» What is being asked
Transcribe verbatim the lines of the material starting at the line containing "job | pin one point per instance of the tree" and ending at the line containing "[(128, 221)]", both included.

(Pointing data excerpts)
+-------+
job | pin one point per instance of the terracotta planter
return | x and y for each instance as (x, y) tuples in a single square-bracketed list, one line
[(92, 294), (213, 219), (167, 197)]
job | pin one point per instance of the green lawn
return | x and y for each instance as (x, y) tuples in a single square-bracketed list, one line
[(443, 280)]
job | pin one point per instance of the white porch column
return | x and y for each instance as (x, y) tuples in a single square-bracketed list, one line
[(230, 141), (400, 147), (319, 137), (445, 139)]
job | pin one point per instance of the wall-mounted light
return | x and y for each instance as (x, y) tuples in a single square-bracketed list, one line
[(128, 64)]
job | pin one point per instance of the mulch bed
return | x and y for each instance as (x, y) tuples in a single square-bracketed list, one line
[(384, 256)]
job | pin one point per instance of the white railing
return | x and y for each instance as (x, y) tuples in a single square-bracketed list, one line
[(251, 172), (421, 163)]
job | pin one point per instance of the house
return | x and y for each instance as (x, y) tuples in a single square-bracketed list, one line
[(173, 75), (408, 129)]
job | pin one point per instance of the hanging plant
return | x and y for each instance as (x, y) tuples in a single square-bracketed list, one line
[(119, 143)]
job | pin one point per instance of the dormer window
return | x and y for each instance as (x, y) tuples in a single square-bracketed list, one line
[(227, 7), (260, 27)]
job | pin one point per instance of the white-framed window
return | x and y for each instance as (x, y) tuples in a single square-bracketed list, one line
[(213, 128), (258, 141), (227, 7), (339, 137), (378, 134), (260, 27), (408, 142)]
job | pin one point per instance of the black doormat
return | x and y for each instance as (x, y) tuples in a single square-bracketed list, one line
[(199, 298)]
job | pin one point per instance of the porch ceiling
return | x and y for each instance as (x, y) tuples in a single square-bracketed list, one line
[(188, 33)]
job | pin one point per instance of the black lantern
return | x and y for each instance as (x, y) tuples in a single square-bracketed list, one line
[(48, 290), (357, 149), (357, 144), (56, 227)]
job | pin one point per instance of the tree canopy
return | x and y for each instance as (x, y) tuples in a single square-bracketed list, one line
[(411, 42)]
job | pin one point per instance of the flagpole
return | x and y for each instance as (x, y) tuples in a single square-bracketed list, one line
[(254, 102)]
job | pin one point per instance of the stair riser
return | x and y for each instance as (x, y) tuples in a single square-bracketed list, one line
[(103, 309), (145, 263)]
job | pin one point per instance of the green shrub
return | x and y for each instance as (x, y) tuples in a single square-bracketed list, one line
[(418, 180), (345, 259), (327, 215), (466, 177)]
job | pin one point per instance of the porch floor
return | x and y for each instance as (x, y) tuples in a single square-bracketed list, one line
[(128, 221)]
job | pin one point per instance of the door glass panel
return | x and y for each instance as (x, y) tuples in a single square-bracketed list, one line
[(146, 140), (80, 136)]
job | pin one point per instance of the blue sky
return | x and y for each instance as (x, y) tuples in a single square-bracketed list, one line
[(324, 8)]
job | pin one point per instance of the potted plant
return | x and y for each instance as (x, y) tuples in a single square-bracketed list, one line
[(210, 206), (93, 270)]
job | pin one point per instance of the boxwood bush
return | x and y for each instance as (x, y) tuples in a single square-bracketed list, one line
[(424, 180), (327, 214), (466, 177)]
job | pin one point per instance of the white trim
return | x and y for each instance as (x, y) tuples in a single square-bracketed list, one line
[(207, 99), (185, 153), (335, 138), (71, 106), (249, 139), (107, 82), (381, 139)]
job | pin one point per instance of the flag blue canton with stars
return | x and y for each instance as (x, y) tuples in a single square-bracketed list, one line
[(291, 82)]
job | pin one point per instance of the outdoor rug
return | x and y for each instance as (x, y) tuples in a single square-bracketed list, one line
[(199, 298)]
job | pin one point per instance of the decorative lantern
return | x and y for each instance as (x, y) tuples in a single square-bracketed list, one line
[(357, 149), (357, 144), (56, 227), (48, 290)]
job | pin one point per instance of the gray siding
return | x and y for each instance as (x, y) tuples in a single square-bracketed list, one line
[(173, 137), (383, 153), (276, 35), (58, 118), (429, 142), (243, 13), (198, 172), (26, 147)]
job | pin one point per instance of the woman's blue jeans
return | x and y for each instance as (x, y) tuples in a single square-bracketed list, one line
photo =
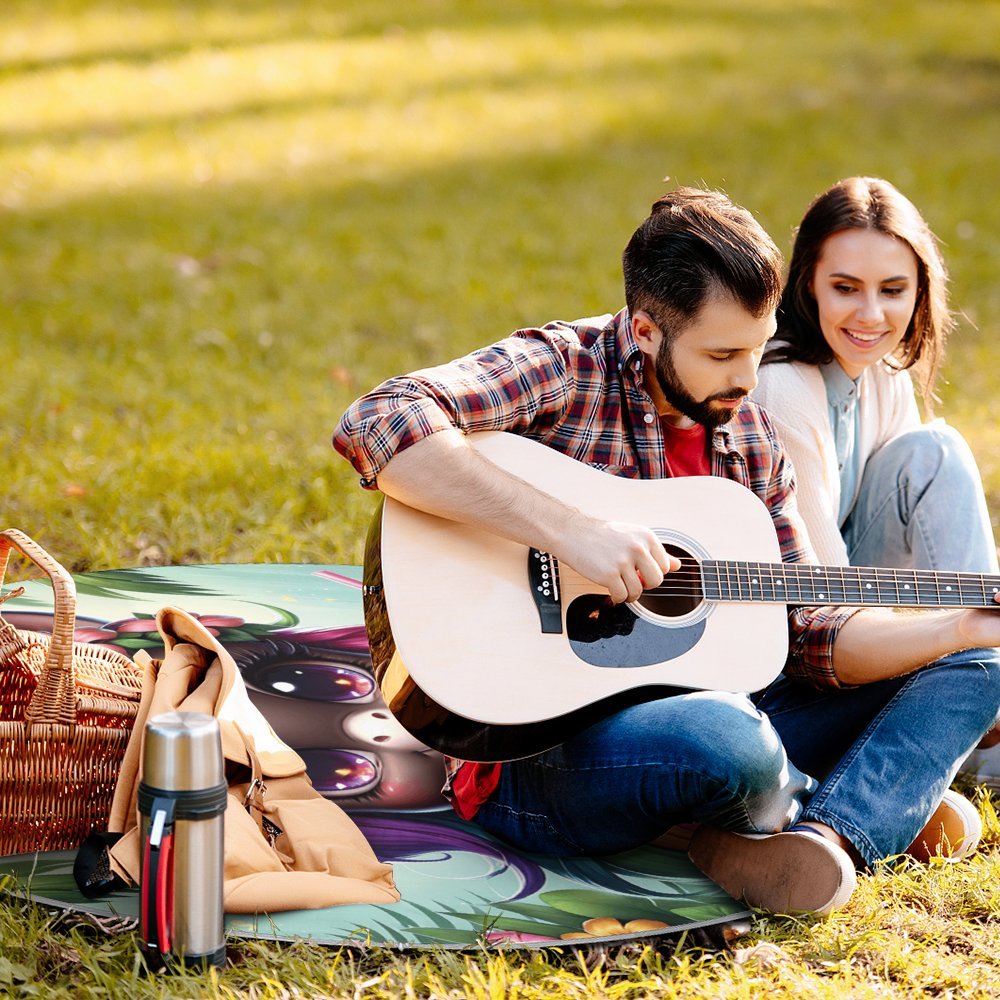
[(872, 762), (920, 505)]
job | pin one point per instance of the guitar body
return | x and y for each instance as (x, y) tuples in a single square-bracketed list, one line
[(459, 639)]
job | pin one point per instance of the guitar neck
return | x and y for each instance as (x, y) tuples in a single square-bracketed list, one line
[(801, 583)]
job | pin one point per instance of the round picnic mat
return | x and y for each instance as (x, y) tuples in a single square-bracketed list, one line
[(297, 634)]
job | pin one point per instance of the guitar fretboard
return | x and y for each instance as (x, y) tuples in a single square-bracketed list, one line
[(791, 583)]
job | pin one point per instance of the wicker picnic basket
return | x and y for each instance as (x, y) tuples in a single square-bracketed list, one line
[(66, 711)]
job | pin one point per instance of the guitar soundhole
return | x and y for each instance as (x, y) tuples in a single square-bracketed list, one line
[(680, 593)]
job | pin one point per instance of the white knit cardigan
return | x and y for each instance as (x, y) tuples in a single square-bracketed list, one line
[(794, 395)]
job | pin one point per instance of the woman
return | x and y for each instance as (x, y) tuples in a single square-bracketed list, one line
[(865, 305)]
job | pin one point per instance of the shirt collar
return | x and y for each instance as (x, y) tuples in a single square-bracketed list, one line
[(840, 387)]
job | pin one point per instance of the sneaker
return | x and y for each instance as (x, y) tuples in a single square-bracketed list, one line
[(953, 831), (788, 872)]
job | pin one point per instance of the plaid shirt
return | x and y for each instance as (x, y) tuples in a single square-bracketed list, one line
[(577, 387)]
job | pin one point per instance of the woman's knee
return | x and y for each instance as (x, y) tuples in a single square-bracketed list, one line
[(923, 454)]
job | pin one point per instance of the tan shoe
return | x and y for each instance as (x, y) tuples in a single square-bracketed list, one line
[(953, 832), (782, 872)]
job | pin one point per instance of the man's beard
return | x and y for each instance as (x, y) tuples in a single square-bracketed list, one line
[(680, 399)]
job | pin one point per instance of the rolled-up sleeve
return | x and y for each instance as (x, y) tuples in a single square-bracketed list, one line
[(517, 383), (811, 631)]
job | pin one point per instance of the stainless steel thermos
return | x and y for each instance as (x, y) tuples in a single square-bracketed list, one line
[(182, 799)]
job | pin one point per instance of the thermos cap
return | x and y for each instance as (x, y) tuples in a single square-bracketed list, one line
[(182, 752)]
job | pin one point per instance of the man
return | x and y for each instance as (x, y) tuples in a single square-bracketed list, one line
[(853, 748)]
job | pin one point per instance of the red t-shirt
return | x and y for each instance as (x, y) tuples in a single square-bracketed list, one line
[(686, 455)]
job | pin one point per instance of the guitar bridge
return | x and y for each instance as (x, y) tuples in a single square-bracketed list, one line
[(543, 577)]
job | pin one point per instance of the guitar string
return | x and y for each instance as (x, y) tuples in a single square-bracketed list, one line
[(689, 581)]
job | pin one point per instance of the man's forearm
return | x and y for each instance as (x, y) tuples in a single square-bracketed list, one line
[(877, 643)]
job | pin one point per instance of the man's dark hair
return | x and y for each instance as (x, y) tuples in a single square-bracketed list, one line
[(694, 244)]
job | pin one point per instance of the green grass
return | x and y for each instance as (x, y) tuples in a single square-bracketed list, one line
[(221, 221)]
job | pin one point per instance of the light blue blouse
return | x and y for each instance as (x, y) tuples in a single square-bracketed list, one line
[(842, 401)]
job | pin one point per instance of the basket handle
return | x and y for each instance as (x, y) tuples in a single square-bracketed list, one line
[(54, 700)]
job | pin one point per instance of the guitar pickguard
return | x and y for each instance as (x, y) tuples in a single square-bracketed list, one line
[(612, 635)]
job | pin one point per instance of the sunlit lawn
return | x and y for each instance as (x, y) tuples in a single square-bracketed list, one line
[(222, 221)]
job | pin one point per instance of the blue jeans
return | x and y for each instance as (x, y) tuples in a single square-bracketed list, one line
[(705, 756), (921, 506), (885, 753)]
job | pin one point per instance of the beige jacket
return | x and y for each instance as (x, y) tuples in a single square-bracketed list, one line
[(794, 395)]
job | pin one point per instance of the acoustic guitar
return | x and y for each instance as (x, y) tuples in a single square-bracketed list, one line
[(489, 650)]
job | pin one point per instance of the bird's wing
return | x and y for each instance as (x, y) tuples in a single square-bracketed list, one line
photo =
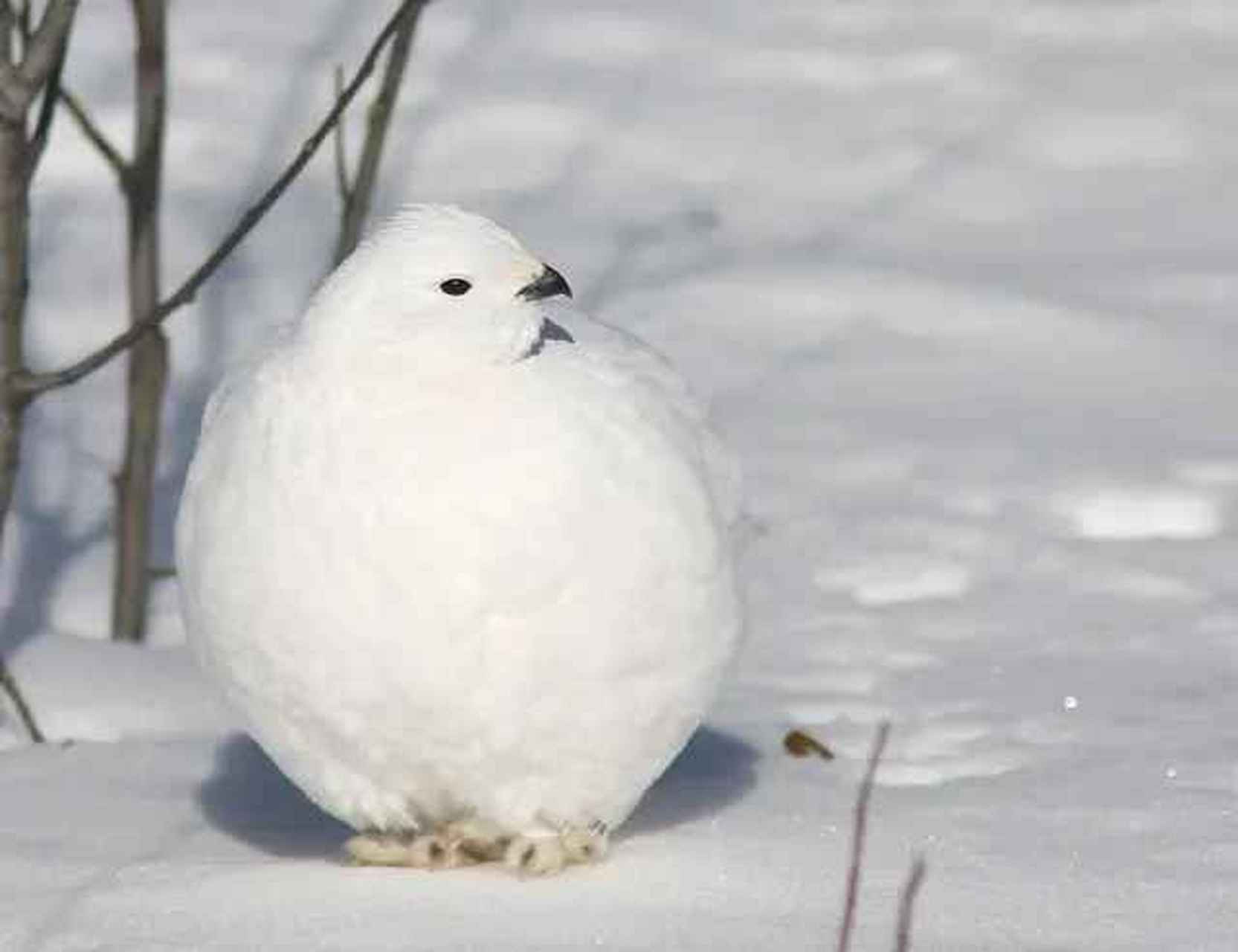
+-------+
» Answer to this task
job | pin one point per instance of the tree canopy
return | x and y for each instance as (x, y) tuples in a single square-bracketed list, one line
[(411, 42)]
job | pin one point per instance of the flagpole
return | x and y for each instance as (x, y) tuples in a single square-bracketed list, one line
[(254, 102)]
job | pin one point per instance of the stair riser
return | x and y for each instance as (x, y) tuples in a single square-bracketed list, one line
[(103, 309), (145, 263)]
job | pin one point per instance of the green shrub
return | x and y for each instance as (x, y) tuples in a single square-bracketed list, one line
[(418, 180), (345, 259), (327, 215), (466, 177)]
job | pin one point per instance of the porch floor
return | x and y for each instance as (x, y) tuples in a single square-bracketed list, one line
[(128, 221)]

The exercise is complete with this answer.